Referring expression pointing data:
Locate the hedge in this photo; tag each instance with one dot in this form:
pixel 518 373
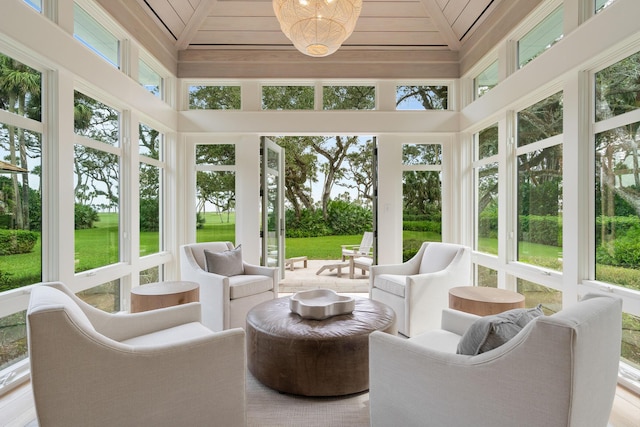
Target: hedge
pixel 14 242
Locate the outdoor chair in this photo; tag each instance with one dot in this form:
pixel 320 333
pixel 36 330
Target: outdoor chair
pixel 156 368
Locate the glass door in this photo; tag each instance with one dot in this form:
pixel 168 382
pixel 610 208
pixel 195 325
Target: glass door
pixel 272 192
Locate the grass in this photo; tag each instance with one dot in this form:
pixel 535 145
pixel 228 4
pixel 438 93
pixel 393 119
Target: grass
pixel 99 246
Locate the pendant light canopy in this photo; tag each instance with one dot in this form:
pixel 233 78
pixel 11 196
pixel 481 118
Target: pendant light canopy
pixel 317 27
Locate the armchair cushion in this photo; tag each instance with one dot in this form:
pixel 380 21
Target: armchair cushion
pixel 436 258
pixel 53 298
pixel 490 332
pixel 392 283
pixel 244 285
pixel 226 263
pixel 182 333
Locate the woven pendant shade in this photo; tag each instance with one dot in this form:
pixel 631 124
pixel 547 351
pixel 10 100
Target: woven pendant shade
pixel 317 27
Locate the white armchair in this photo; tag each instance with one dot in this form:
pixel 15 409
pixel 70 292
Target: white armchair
pixel 159 367
pixel 559 370
pixel 226 300
pixel 418 289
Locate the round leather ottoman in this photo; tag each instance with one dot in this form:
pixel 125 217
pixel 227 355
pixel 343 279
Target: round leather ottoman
pixel 327 357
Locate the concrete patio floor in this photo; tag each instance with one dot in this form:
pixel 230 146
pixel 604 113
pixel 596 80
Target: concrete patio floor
pixel 303 279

• [Exercise details] Transcribe each line of the data above, unaltered, from the one where "Locate the glass" appears to the one where "pixel 393 119" appears, inclusive of both.

• [Result]
Locate the glass door in this photo; tag each instance with one dot in this form:
pixel 168 382
pixel 610 208
pixel 195 325
Target: glass door
pixel 272 192
Locate the grass in this photo; tag each instance with one dot in this form:
pixel 535 145
pixel 228 4
pixel 438 93
pixel 393 119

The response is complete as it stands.